◆ **What is asked**: Type out all the records word for word. Any pictures are to be left out.

[Region labeling items]

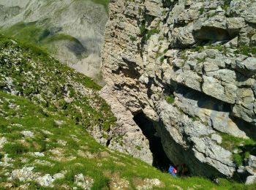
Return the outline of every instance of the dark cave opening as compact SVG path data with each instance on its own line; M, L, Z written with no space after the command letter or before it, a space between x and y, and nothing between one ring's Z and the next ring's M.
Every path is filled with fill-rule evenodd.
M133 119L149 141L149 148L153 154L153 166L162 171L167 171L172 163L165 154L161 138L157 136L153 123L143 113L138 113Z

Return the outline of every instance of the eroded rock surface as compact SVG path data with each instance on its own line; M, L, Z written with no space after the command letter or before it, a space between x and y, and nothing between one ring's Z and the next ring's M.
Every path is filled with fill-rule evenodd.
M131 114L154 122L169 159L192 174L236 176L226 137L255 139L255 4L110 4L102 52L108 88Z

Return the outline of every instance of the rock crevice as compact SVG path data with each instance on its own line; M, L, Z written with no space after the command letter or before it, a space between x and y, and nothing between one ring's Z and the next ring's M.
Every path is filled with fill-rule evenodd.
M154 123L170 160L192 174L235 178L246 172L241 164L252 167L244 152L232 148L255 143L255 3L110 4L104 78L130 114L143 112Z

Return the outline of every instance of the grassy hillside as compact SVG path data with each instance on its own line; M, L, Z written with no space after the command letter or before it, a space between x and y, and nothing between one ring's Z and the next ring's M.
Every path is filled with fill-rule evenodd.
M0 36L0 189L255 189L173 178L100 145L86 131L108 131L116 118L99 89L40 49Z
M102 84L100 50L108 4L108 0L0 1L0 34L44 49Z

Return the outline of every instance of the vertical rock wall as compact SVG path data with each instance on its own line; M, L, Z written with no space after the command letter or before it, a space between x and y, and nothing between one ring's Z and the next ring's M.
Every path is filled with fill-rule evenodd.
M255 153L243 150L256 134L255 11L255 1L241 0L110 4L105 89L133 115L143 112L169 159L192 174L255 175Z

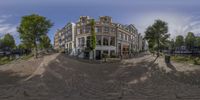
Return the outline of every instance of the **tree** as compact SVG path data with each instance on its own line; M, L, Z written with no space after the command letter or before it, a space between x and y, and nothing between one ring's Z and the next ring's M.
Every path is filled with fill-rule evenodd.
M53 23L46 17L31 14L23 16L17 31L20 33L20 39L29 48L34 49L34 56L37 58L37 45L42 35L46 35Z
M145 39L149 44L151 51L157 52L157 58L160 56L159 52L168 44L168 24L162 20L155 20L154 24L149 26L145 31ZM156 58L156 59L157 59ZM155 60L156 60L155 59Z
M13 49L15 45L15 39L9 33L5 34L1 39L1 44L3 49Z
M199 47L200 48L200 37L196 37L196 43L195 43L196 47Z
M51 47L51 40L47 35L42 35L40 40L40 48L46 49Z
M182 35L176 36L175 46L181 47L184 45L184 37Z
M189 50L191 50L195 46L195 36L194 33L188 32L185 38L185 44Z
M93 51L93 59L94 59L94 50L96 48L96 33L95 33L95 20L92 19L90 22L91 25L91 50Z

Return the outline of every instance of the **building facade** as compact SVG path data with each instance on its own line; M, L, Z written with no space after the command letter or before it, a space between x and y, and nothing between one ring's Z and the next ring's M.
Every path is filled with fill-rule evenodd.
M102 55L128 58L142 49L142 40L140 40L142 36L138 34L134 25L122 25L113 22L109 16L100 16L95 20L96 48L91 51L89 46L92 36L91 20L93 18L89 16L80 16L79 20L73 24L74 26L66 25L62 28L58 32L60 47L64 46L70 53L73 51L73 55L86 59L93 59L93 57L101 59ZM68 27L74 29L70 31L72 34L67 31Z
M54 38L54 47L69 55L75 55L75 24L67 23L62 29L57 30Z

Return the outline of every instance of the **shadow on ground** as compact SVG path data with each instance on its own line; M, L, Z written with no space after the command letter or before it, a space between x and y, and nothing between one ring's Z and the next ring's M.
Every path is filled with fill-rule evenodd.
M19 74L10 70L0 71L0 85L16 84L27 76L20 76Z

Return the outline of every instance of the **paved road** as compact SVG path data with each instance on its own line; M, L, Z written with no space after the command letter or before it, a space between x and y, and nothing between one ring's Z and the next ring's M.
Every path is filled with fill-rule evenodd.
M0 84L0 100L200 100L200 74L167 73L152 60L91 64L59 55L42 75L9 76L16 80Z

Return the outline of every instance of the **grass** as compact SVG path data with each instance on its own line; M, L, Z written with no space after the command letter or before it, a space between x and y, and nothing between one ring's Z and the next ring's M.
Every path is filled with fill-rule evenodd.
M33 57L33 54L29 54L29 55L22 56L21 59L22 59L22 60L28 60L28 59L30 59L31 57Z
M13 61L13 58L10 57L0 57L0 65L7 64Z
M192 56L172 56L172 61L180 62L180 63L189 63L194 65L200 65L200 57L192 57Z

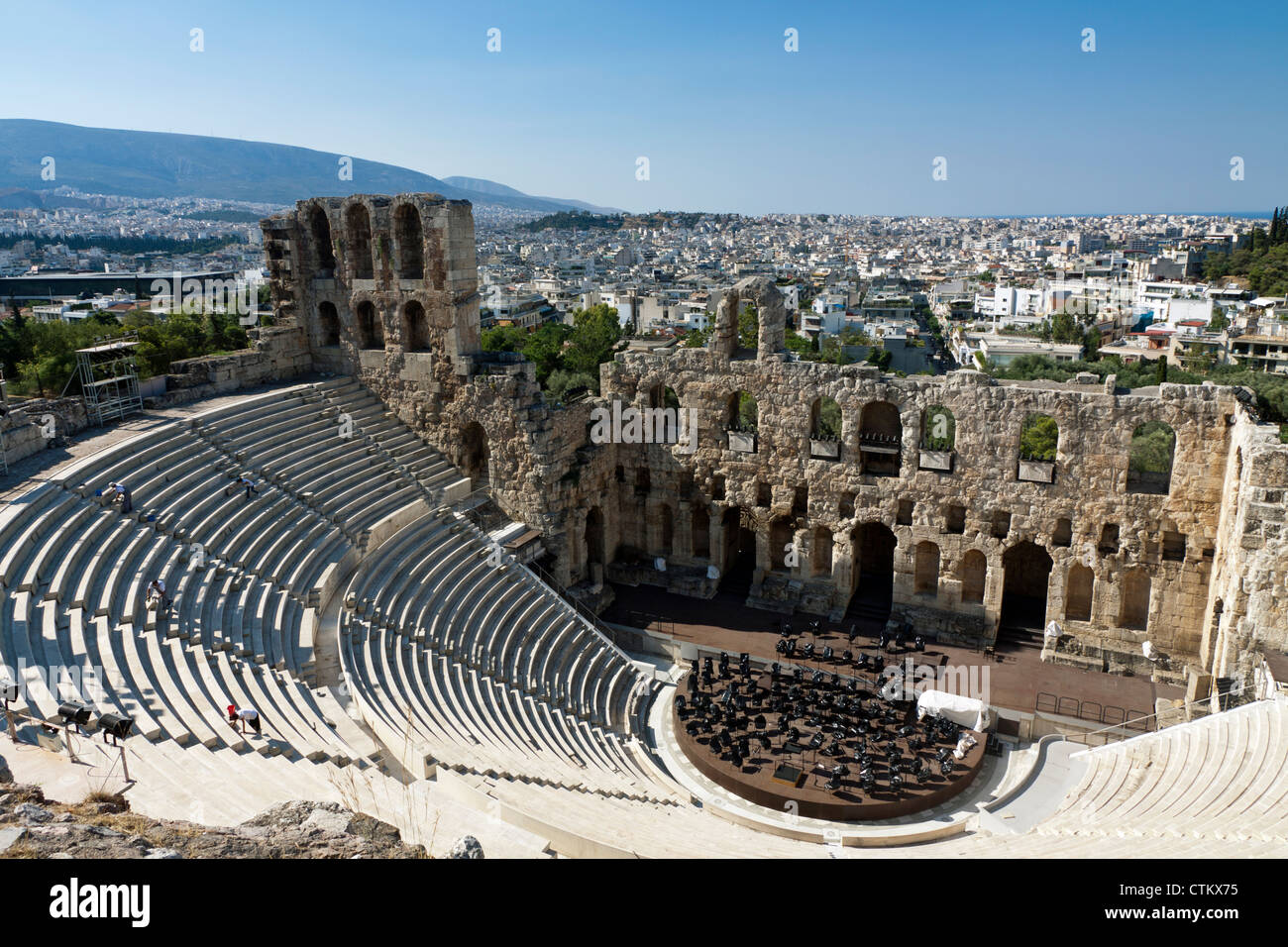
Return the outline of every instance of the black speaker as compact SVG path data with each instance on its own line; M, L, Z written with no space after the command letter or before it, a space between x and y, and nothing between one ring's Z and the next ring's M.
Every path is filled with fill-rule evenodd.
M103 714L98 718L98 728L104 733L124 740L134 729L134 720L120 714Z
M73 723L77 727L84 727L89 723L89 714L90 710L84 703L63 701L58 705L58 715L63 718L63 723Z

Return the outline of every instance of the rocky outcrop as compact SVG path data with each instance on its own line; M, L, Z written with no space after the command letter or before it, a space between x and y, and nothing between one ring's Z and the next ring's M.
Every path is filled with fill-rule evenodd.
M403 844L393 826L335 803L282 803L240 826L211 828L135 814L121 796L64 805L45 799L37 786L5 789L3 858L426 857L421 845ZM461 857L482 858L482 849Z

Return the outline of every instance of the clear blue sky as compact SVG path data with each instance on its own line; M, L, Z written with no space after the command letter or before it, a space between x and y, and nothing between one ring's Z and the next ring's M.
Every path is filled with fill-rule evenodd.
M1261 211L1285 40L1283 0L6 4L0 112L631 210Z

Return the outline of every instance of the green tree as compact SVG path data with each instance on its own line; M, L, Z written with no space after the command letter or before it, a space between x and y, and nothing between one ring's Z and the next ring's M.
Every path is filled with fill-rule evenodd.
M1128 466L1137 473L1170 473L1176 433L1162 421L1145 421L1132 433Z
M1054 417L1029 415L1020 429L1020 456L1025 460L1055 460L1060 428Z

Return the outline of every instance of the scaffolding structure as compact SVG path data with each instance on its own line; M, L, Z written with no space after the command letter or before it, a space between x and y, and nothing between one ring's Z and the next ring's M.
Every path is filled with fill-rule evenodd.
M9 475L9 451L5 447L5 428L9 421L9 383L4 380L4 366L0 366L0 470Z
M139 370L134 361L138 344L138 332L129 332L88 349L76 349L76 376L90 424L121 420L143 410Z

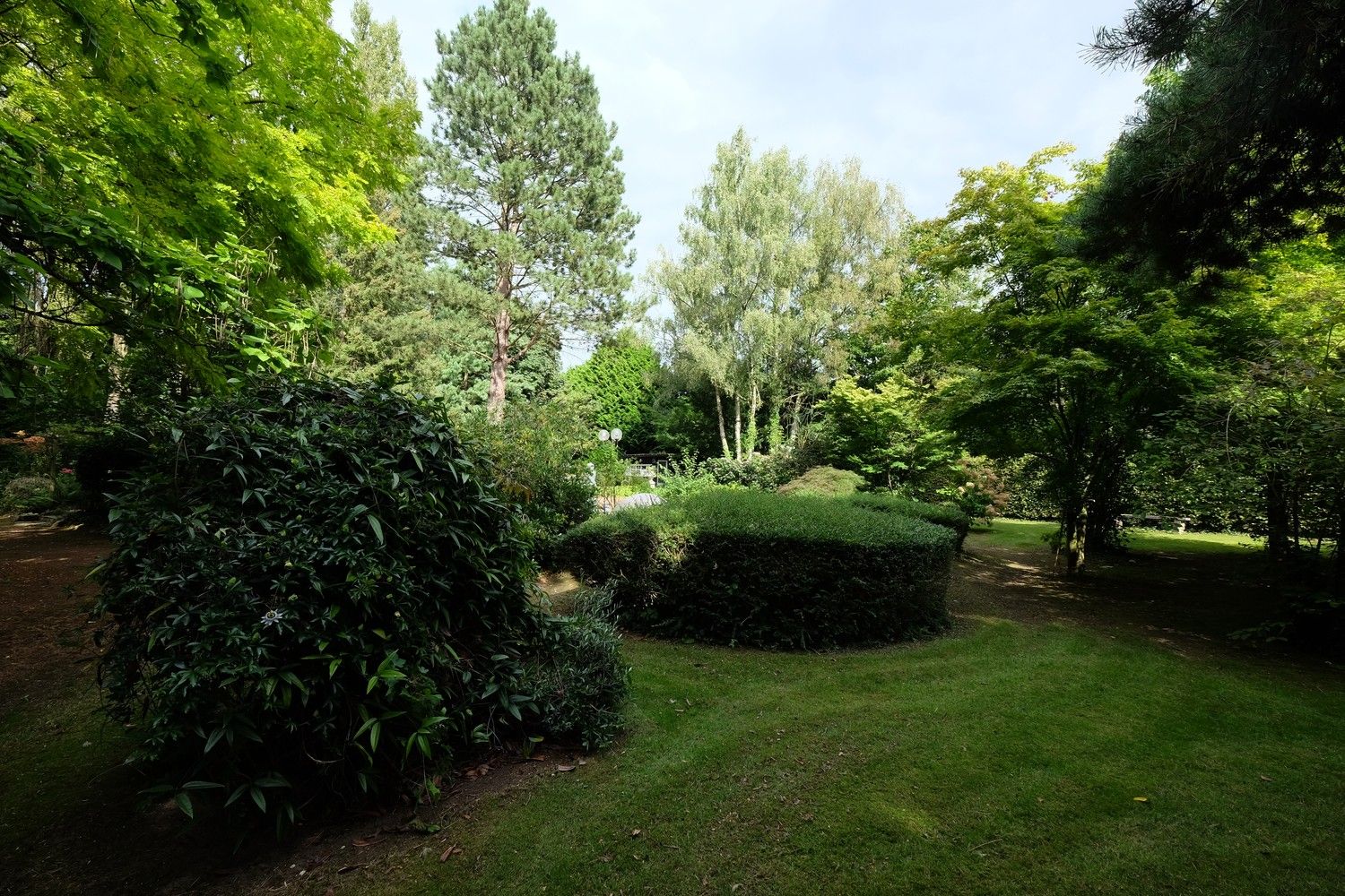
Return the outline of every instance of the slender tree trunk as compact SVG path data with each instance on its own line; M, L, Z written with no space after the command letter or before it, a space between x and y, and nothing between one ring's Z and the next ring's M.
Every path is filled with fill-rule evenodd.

◆ **Reply**:
Return the outline of every instance of the dark cave opening as compact SVG path data with each instance on its own line; M, L, Z written with no space after the command letter or before it, a space between x and y, and nothing between one ring's Z and the next ring's M.
Every path is filled with fill-rule evenodd.
M133 119L149 141L149 148L153 154L153 166L162 171L167 171L172 163L165 154L161 138L157 136L153 123L143 113L138 113Z

Return the outline of every instance of the eroded rock surface as compact SVG path data with each instance on its own line; M, L, Z written with no space after the command letter or before it, a space between x and y, and nothing between one ring's Z and the next ring's M.
Every path is filled with fill-rule evenodd.
M131 114L154 122L169 159L192 174L236 176L226 137L255 139L255 4L110 4L102 52L108 88Z

Return the outline of every instance of the rock crevice as compact SVG path data with each instance on its own line; M, L, Z written with no space after the command letter or before it, a space between x and y, and nothing between one ring's Z and the next ring's M.
Every path is filled with fill-rule evenodd.
M154 123L170 160L192 174L235 178L246 172L241 164L252 167L244 152L232 148L255 143L255 3L110 4L104 78L130 114L143 112Z

Return the outline of every instance of the grassy hillside as compact SVG path data with each instance on its own line; M, L, Z written with no space after the command letter or before it, a space between x and y, and nothing between one ring's Z and the next ring's M.
Every path is filled with fill-rule evenodd.
M0 36L0 189L255 189L173 178L100 145L86 131L108 131L116 118L99 89L40 49Z
M102 84L100 50L108 4L108 0L0 1L0 34L44 49Z

Return the outline of every instance of the vertical rock wall as compact SVG path data with each instance on its own line; M, L, Z written with no space after the command letter or before it, a space between x and y, and nothing between one ring's Z and the next ring's M.
Every path is filled with fill-rule evenodd.
M255 153L243 150L256 134L255 11L255 1L241 0L110 4L105 89L133 115L143 112L169 159L192 174L255 175Z

Return the outline of every instance of the **tree** as compact SVG path data with each instance on its own line; M, L, Z written with no space after the command letter or before it, a space between x and y, and nothing between one ring's Z and the next ring's M.
Every path is filled with fill-rule evenodd.
M53 23L46 17L31 14L23 16L17 31L20 33L20 39L29 48L34 49L34 56L37 58L37 45L42 35L46 35Z
M145 39L149 44L151 51L157 52L157 58L160 56L159 52L168 44L168 24L162 20L155 20L154 24L149 26L145 31ZM156 58L156 59L157 59ZM155 60L156 60L155 59Z
M13 49L15 45L15 39L9 33L5 34L1 39L1 44L3 49Z
M199 47L200 48L200 37L196 37L196 43L195 43L196 47Z
M51 47L51 40L47 35L42 35L40 40L40 48L46 49Z
M182 35L176 36L175 46L181 47L184 45L184 37Z
M189 50L191 50L195 46L195 36L194 33L188 32L185 38L185 44Z
M93 51L93 59L94 59L94 50L96 48L96 33L95 33L95 20L92 19L90 22L91 25L91 50Z

Return the outline of every instance of the **building facade** as compact SVG path data with each instance on its own line; M, L, Z written with no space after the command letter or before it, a space between x and y, and nothing between one ring's Z and the next ring's M.
Every path is filled with fill-rule evenodd.
M102 55L128 58L142 49L142 40L140 40L142 36L138 34L134 25L122 25L113 22L109 16L100 16L95 20L96 48L91 51L89 46L92 36L91 20L93 18L89 16L80 16L79 20L73 24L74 26L66 25L62 28L58 32L60 47L64 46L70 53L73 51L73 55L86 59L93 59L93 57L101 59ZM68 27L74 29L70 31L72 34L67 31Z
M54 38L54 47L69 55L75 55L75 24L67 23L62 29L57 30Z

Return the outline of every instance of the **shadow on ground** as compact SVG path data with each instance on its own line; M, L, Z written with no space after the command letter or before it, a space between x and y, and nothing between one ring's Z and the next ring's M.
Every path is filled with fill-rule evenodd.
M19 74L10 70L0 71L0 85L16 84L27 76L20 76Z

Return the outline of every instance of the **paved road** as compact SVG path data with each instance on its own line; M, L, Z written with no space after the command letter or before it, a space between x and y, and nothing between one ring's Z and the next ring's M.
Every path is filled with fill-rule evenodd.
M0 84L0 100L200 100L200 74L167 73L152 60L91 64L59 55L42 75L9 76L16 80Z

Return the outline of every instance of the **grass** as compact SVG path data with each instance on its own line; M, L, Z written with no space after the command letter or before it, a space between x and y, and nothing between one ring's Z and the next ring's M.
Every path is filled with fill-rule evenodd.
M33 57L33 54L29 54L29 55L22 56L21 59L22 59L22 60L28 60L28 59L30 59L31 57Z
M13 61L13 58L10 57L0 57L0 65L7 64Z
M192 56L172 56L172 61L180 62L180 63L189 63L194 65L200 65L200 57L192 57Z

Return the outline of every instance of the black speaker as compact SVG path data with each instance on its own line; M, L, Z written with no space after the command letter or before it, a space between x and y, and nothing between one ring's Z and the next ring's M.
Every path is filled with fill-rule evenodd.
M103 714L98 718L98 728L104 733L124 740L134 729L134 720L120 714Z
M73 723L77 727L84 727L89 723L89 714L90 710L84 703L63 701L58 705L58 715L63 718L63 723Z

Return the outline of every instance of the rocky outcrop as compact SVG path data with each instance on its own line; M, L, Z written with no space after the command letter or before it, a space between x and y, and nothing between one ring's Z and the next ring's M.
Every path is filled with fill-rule evenodd.
M403 844L393 826L335 803L282 803L240 826L211 828L135 814L121 796L64 805L45 799L37 786L5 789L3 858L426 857L421 845ZM461 857L482 858L482 849Z

Return the outline of every instance of the clear blue sky as compact SVG path data with each instance on its own line; M, L, Z written with no space after the command letter or before it, a space between x and y, and nothing between one ring's Z and the next ring's M.
Every path is filled with fill-rule evenodd.
M1261 211L1285 40L1283 0L6 4L0 112L631 210Z

Return the outline of every instance of the green tree as compact SVG path data with each instance on its own line; M, L, Z written with no space after the command letter or before it, a space between x and y, and nothing between one ring's Z and the next ring's M.
Every path is filled with fill-rule evenodd.
M1128 466L1137 473L1170 473L1176 433L1162 421L1145 421L1132 433Z
M1054 417L1029 415L1020 429L1020 456L1025 460L1055 460L1060 428Z

Return the outline of every instance of the scaffolding structure as compact SVG path data with each instance on its own line; M, L, Z written with no space after the command letter or before it, a space between x and y, and nothing between one ring's Z and the next ring's M.
Every path is filled with fill-rule evenodd.
M9 475L9 451L5 447L5 428L9 421L9 383L4 380L4 366L0 366L0 470Z
M139 370L134 361L138 344L138 332L129 332L88 349L76 349L76 376L90 424L121 420L143 410Z

Return the outline of every instance of the slender tree trunk as compact SVG path data with each instance on its own line; M, L, Z written with no space after the command letter or before it, a space between x and y, and nothing between one ring's Z and the next ring's M.
Every path is filled with fill-rule evenodd.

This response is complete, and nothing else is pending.